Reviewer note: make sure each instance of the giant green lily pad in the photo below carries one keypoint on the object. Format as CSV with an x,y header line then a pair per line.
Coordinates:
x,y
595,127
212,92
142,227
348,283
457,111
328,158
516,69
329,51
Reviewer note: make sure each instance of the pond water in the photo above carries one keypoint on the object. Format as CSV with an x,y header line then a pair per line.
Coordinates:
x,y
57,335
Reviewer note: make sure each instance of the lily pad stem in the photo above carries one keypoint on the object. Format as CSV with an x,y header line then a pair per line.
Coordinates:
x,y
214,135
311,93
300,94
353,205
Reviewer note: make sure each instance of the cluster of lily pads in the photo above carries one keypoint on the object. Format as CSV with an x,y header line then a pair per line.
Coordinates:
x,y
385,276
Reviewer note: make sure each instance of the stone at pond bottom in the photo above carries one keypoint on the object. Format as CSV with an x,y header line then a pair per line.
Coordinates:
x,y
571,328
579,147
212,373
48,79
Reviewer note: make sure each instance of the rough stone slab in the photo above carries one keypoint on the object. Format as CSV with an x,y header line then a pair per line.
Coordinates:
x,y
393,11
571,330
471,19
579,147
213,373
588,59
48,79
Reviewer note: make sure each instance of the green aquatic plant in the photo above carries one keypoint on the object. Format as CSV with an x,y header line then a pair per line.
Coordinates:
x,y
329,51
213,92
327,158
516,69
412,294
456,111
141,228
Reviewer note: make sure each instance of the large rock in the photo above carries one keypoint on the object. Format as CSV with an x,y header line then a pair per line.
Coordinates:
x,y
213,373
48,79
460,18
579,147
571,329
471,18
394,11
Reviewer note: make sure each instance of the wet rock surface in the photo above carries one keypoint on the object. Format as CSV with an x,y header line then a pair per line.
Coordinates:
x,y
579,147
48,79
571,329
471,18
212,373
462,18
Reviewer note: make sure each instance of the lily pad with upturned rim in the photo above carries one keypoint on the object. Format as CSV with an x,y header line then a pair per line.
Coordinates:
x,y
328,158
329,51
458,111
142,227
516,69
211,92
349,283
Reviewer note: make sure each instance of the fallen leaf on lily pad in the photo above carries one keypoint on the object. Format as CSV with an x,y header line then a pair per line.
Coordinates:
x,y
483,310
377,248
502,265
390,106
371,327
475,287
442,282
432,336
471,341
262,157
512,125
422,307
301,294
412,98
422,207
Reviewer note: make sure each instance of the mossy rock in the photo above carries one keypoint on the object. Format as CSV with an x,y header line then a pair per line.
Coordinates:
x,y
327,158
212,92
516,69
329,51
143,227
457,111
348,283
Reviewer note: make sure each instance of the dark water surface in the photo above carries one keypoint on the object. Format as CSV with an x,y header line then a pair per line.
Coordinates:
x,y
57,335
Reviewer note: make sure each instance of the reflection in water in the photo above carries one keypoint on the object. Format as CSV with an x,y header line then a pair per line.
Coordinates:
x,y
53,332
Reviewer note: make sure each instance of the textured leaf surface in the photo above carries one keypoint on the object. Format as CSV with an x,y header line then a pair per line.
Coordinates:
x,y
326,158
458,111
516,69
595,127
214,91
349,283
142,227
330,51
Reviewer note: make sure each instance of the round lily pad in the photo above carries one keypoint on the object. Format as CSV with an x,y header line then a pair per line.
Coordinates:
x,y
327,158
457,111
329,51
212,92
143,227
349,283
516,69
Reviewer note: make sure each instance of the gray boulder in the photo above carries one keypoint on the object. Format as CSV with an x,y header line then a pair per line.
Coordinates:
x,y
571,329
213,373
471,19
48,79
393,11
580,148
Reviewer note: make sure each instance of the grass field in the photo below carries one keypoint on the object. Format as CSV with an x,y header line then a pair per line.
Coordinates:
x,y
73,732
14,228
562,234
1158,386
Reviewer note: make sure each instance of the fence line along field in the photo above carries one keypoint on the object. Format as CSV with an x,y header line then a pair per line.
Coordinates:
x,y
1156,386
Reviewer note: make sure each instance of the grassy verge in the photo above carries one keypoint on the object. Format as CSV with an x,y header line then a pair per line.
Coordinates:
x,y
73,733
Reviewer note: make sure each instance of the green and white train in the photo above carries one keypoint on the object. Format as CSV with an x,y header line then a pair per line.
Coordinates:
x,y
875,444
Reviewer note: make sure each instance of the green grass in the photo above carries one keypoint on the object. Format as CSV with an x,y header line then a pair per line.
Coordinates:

● Exercise prompt:
The response must contain exactly the lines from the one with "Reviewer note: make sure each instance of the green and" to the end of the entries above, both included, and nothing more.

● Task response:
Reviewer note: make sure each instance of the green and white train in the photo above carries one keypoint on the object. Format as CSV with an x,y header line then a pair per line.
Coordinates:
x,y
875,444
Reviewer note: make sure each instance of the green grass in the photo above carries one keypoint on the object. Format as CSV with an x,y header line then a pair per line.
Coordinates:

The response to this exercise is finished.